## Coordinate annotation records
○ ○ ○ ○

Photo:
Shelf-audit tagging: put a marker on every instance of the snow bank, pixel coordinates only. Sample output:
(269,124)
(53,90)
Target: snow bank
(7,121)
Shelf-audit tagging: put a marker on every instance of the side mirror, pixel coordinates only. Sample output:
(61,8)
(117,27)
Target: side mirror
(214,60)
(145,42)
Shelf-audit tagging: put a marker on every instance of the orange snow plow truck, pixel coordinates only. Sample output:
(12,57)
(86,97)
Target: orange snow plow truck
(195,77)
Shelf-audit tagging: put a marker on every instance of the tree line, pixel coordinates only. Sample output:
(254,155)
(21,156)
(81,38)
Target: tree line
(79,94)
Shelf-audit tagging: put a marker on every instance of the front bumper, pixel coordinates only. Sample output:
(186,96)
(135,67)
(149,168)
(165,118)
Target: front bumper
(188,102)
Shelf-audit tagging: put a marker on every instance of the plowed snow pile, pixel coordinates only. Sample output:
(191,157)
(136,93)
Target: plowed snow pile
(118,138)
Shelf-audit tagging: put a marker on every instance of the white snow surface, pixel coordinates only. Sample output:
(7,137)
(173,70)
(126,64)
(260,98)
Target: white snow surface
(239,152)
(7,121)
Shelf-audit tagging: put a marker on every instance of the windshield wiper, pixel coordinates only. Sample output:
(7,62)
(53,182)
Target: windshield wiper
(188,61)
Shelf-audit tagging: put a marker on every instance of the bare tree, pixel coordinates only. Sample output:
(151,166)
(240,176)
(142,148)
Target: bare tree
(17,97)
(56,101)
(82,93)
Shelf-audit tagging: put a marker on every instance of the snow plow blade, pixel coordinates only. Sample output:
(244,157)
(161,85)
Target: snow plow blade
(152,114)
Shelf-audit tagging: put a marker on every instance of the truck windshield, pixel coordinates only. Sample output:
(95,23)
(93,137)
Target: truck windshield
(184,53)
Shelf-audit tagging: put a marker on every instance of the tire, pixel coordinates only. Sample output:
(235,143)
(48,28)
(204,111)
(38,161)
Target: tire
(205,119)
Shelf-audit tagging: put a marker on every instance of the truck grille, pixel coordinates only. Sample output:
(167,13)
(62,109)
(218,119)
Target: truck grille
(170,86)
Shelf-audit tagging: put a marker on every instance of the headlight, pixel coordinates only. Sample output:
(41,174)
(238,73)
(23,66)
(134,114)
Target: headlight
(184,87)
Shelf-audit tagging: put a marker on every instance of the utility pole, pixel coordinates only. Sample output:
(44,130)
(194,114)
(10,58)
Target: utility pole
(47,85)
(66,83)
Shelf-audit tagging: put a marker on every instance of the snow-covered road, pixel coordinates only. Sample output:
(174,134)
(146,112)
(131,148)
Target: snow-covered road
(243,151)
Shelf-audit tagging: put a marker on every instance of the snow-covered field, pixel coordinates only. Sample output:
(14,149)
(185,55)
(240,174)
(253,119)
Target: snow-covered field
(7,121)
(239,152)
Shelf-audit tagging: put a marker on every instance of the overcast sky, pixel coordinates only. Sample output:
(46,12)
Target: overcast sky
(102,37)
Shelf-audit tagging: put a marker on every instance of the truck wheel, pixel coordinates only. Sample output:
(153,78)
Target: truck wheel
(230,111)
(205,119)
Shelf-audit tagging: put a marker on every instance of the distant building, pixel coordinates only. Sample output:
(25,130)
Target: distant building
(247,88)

○ ○ ○ ○

## TO DO
Please quote the records above word for word, starting at the line that contains "of the utility" and ending at the last line of the records, both included.

## REPLY TO THE EXERCISE
Shelf-audit tagging: put a marker on every instance of the utility pole, pixel coordinates only. Sample output:
(44,130)
(194,114)
(10,58)
Target: utility pole
(47,85)
(66,83)
Shelf-audit tagging: put a marker on every instance of the snow-covered road, pixel coordinates only. Sample output:
(174,134)
(146,112)
(131,148)
Target: snow-covered road
(243,151)
Shelf-audit tagging: put a marker on every instance of the snow-covered field, pixel coordinates only. Sample output:
(14,149)
(185,55)
(240,174)
(253,119)
Target: snow-covered field
(7,121)
(239,152)
Shelf-audit tagging: put a marker on every instance of the overcast sky, pixel coordinates only. Sample output:
(46,12)
Target: overcast sky
(102,37)
Shelf-audit tagging: put a marker on every instance of the truck wheel, pixel coordinates only. Sample output:
(153,78)
Target: truck wheel
(230,111)
(205,119)
Shelf-audit tagging: put a marker on every instance of the distant building, pixel coordinates only. Sample output:
(25,130)
Target: distant building
(247,88)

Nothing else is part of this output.